◆ PROMPT
From the book review on migrant workers below, list every group of people that Liu interviewed for his study.

◆ TEXT FOR ANALYSIS
Migrant workers and future of China's urban, rural areas

By DONG HAIJUN, ZENG DONGXIA / 08-02-2018 / (Chinese Social Sciences Today)

The End of Migrant Workers: Based on the Social Cost and the Background of Urbanization 

Author: Liu Chengbin
Publisher: Social Sciences Academic Press


Professor Liu Chengbin is from the School of Sociology at the Huazhong University of Science and Technology. His recent book, The End of Migrant Workers, tries to investigate the relationship between migrant workers and the future development of urban-rural China against the background of urbanization from the perspective of the social cost of the movement of migrant workers.


Liu spent four years interviewing migrant workers, college students, villagers, local administrators and prisoners in seven provinces by means of questionnaires and interviews. He reached the conclusion that urbanization and the backflow of migrant workers from urban to rural areas are the two possible directions for the end of the phenomenon of migrant workers in China.


Liu proposes the new concept “excessive migrant working” to describe the situation in which migrants working in China exceed their appropriate role in the rural economy and social development. Excessive numbers of migrant workers in cities bring an increasing negative influence on rural areas and the entire society, including problems of left-behind children and rising crime rates among the migrant population. Liu disapproves of the excessive rural labor force rushing to work in urban areas. He suggests that migrant workers should flow back to the rural areas, and discusses the consequence of this on these individuals, their families, their communities and new rural construction and public infrastructure.


Under the segmented urban-rural socio-economic structure, rural areas, in contrast to the vigorous urban areas, do seem to face decline and withering. Liu suggests that urbanization is just one possible direction for development of rural areas, not necessarily the only one. The backflow of migrant workers, which could help revitalize rural areas, could be another direction. Urbanization may eliminate some villages, but it can never bring all villages, nor the production mode of small farms, to an end, he suggests.

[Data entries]
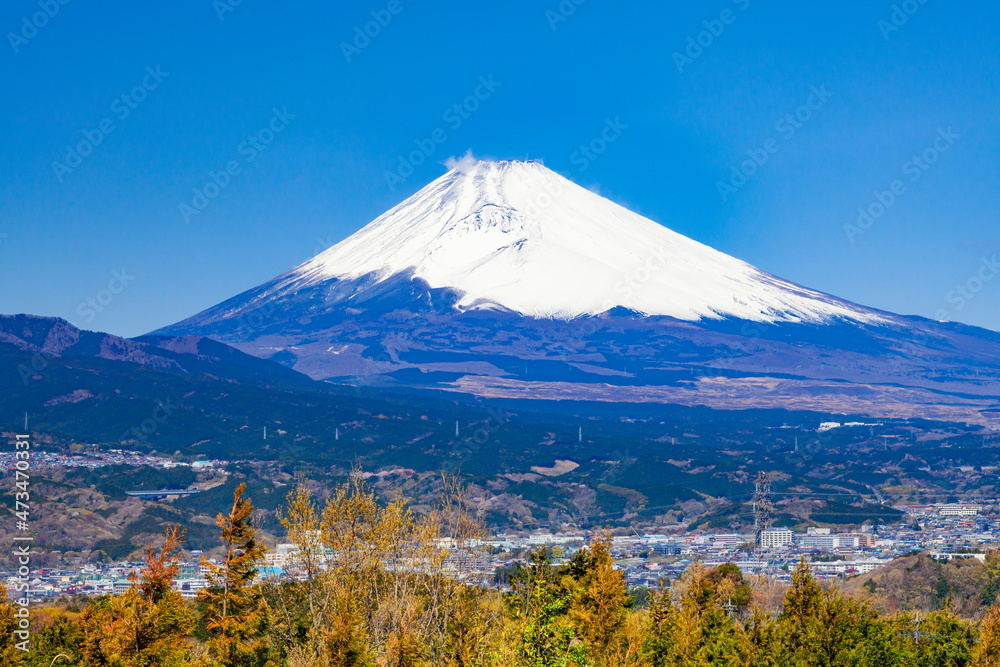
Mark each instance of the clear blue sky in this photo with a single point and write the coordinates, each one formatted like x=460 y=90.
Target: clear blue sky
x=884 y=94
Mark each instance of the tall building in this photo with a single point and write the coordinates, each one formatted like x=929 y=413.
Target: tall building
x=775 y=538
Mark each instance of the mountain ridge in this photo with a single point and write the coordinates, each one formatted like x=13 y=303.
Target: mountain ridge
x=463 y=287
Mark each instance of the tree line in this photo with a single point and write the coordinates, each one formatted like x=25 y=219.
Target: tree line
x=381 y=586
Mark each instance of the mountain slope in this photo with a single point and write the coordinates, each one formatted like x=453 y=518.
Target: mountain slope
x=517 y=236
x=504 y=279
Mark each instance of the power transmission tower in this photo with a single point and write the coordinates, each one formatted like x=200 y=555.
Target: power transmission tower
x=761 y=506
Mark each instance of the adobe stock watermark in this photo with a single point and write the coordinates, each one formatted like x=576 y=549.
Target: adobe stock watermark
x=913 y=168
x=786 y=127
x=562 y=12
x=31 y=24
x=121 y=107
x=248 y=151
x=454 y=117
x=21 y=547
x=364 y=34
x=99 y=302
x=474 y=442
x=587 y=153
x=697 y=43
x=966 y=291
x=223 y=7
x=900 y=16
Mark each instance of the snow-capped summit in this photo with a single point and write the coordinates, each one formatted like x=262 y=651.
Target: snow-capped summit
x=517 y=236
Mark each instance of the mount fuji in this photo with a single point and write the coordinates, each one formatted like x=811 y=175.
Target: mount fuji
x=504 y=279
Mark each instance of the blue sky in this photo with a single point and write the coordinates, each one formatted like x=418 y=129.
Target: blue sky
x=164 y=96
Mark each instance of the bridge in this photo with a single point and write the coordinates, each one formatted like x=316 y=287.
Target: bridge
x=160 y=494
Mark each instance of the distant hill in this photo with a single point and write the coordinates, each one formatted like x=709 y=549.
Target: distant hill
==
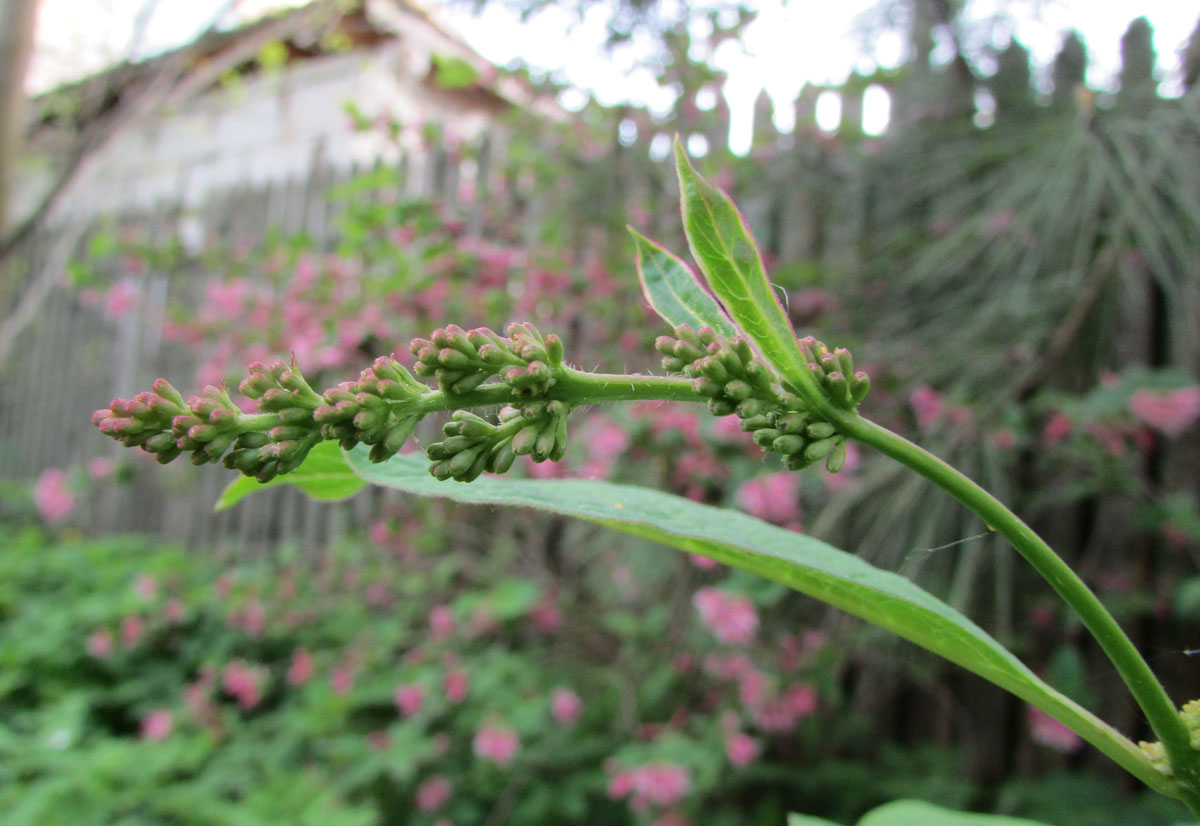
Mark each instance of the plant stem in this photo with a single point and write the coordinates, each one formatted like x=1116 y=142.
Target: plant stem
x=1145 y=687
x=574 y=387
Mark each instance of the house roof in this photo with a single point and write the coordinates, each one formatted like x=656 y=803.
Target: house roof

◆ WRITTEN SOLUTION
- migrant workers
- college students
- villagers
- local administrators
- prisoners